**Problem details**
How many lines in the entries below contain the word "football"? Reply with the number alone.

※

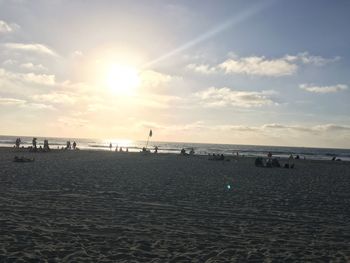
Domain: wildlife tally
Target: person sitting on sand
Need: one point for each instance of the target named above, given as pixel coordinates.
(34, 144)
(22, 159)
(68, 146)
(18, 142)
(46, 146)
(291, 160)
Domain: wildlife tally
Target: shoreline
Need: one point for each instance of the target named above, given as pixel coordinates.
(233, 156)
(96, 206)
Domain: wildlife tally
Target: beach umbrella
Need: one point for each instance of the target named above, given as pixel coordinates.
(149, 136)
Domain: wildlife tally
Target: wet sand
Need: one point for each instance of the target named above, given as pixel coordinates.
(86, 206)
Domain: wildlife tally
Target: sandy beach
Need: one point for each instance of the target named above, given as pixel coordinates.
(95, 206)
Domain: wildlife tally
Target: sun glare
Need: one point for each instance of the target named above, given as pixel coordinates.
(122, 79)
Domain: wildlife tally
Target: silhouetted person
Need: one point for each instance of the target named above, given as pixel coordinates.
(18, 142)
(46, 145)
(34, 144)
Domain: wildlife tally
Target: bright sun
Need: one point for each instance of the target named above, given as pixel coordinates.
(122, 79)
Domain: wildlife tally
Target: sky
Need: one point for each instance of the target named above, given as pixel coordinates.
(235, 72)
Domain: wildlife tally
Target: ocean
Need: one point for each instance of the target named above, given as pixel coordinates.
(175, 147)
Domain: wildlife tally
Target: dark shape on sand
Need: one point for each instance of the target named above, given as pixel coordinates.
(22, 159)
(275, 163)
(259, 162)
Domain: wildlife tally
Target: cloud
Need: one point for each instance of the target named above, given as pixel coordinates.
(221, 97)
(306, 58)
(24, 104)
(11, 101)
(33, 67)
(258, 66)
(262, 66)
(151, 78)
(72, 122)
(7, 28)
(270, 128)
(57, 98)
(36, 48)
(323, 89)
(42, 79)
(204, 68)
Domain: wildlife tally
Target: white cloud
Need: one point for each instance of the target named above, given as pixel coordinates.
(202, 68)
(262, 66)
(306, 58)
(7, 28)
(34, 67)
(11, 101)
(57, 98)
(151, 78)
(277, 127)
(36, 48)
(42, 79)
(323, 89)
(259, 66)
(221, 97)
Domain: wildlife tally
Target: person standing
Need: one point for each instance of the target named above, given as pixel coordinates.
(34, 143)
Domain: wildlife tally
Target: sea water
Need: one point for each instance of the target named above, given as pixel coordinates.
(175, 147)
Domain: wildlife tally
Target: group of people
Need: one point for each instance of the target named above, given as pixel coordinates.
(34, 147)
(216, 157)
(46, 147)
(183, 152)
(274, 162)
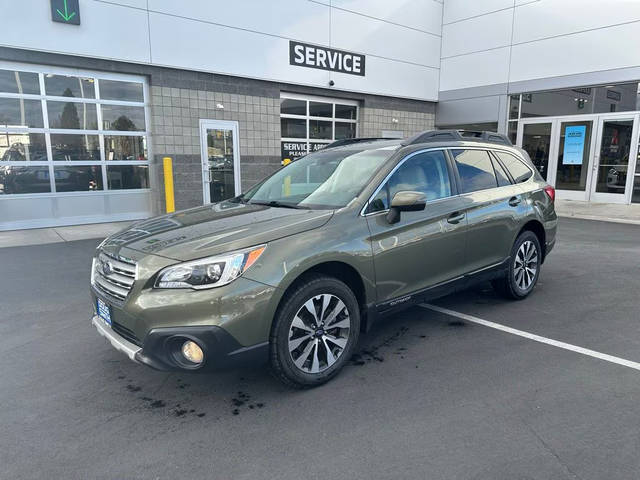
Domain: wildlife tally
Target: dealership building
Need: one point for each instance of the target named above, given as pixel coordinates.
(95, 93)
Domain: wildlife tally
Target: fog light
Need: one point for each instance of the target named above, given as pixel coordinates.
(192, 352)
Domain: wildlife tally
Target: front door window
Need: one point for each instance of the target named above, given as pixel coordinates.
(220, 159)
(613, 164)
(573, 155)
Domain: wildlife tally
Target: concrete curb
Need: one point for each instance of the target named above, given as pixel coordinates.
(600, 219)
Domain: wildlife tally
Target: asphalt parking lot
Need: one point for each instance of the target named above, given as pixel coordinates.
(430, 395)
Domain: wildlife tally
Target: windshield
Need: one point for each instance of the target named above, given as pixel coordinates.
(329, 179)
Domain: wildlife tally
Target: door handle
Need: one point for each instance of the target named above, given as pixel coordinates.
(455, 217)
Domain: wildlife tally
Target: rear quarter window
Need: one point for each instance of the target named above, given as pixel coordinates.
(516, 167)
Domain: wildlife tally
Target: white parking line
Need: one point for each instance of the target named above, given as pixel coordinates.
(534, 337)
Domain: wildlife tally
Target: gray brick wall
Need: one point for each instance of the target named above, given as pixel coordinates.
(176, 114)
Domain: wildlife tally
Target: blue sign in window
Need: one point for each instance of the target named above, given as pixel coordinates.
(574, 138)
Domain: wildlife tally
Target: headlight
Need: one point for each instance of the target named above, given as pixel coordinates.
(209, 272)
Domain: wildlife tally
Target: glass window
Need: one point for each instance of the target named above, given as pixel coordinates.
(425, 172)
(475, 170)
(73, 178)
(122, 117)
(320, 129)
(346, 111)
(518, 170)
(345, 130)
(68, 86)
(293, 128)
(126, 177)
(75, 147)
(326, 179)
(125, 148)
(19, 82)
(72, 115)
(18, 112)
(23, 147)
(319, 109)
(514, 107)
(290, 106)
(24, 179)
(125, 91)
(501, 175)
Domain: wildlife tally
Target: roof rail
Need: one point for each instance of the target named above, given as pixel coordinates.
(350, 141)
(458, 135)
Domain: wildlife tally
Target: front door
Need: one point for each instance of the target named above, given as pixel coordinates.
(614, 144)
(220, 160)
(424, 248)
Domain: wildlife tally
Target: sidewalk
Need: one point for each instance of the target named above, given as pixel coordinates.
(39, 236)
(606, 212)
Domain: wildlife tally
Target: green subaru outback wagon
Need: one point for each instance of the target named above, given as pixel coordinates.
(292, 271)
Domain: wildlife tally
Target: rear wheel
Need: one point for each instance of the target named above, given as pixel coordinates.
(524, 268)
(314, 332)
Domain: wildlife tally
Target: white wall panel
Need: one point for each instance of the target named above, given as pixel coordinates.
(107, 30)
(455, 10)
(354, 32)
(299, 20)
(547, 18)
(207, 47)
(602, 49)
(478, 33)
(394, 79)
(475, 69)
(425, 15)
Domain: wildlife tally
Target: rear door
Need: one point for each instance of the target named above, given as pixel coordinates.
(494, 207)
(424, 248)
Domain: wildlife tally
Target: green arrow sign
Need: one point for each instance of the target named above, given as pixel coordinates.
(65, 11)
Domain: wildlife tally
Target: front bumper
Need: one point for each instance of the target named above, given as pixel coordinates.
(161, 348)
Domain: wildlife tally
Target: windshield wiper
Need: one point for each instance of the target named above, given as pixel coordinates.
(275, 203)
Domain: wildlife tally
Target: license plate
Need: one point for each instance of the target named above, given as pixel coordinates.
(104, 311)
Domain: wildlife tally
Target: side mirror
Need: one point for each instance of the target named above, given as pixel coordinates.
(405, 201)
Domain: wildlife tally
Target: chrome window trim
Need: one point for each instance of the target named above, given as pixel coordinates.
(412, 154)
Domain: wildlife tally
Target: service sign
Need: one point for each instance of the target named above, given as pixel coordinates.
(314, 56)
(574, 138)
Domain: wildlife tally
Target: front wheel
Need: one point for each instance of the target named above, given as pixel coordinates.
(524, 268)
(315, 332)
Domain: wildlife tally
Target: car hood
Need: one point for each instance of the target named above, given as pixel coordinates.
(213, 229)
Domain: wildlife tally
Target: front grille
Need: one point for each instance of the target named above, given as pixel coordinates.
(113, 276)
(126, 333)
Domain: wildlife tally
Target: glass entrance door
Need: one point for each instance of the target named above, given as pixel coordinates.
(614, 145)
(220, 160)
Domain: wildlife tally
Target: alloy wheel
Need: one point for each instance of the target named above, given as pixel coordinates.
(319, 333)
(525, 265)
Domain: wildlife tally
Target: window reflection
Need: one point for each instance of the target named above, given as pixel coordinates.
(78, 179)
(72, 115)
(24, 180)
(122, 117)
(19, 82)
(75, 147)
(125, 148)
(18, 112)
(69, 86)
(23, 147)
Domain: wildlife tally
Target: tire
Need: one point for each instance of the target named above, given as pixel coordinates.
(519, 282)
(314, 332)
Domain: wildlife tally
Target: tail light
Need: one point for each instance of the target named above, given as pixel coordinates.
(551, 193)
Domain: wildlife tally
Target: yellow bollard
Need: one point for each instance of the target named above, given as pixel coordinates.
(168, 184)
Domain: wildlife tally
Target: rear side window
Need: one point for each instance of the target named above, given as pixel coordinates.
(501, 175)
(475, 170)
(518, 170)
(425, 172)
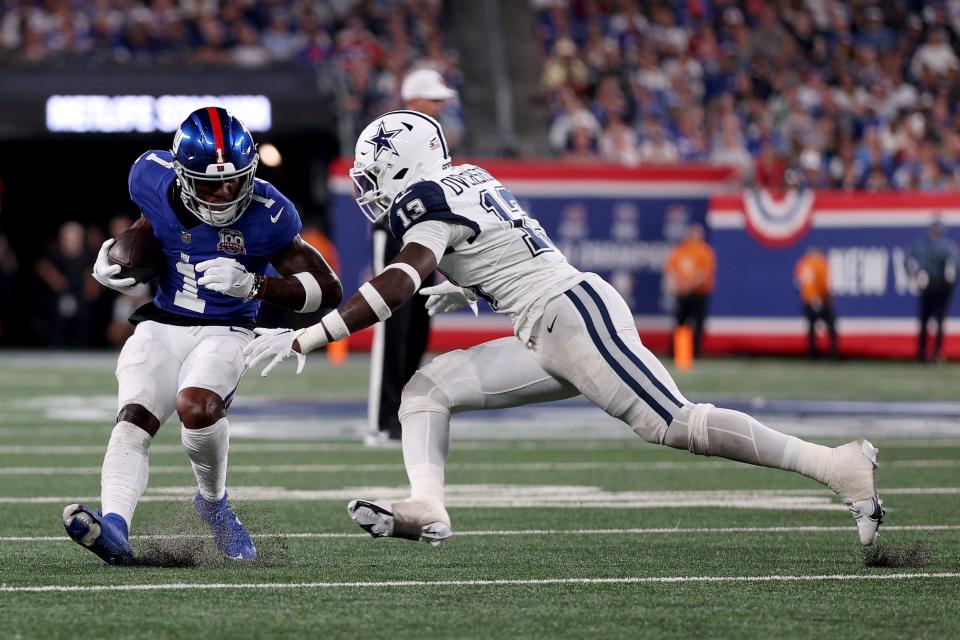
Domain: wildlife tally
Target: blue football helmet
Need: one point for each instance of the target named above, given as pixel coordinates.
(213, 146)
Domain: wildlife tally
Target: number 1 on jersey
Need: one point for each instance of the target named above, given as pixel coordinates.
(502, 204)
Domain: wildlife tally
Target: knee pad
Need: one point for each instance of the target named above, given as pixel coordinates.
(698, 439)
(423, 394)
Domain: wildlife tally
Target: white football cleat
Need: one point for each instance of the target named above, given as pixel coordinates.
(853, 476)
(406, 519)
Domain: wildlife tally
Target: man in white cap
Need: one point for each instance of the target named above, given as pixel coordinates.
(400, 342)
(425, 91)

※

**Exercise answer**
2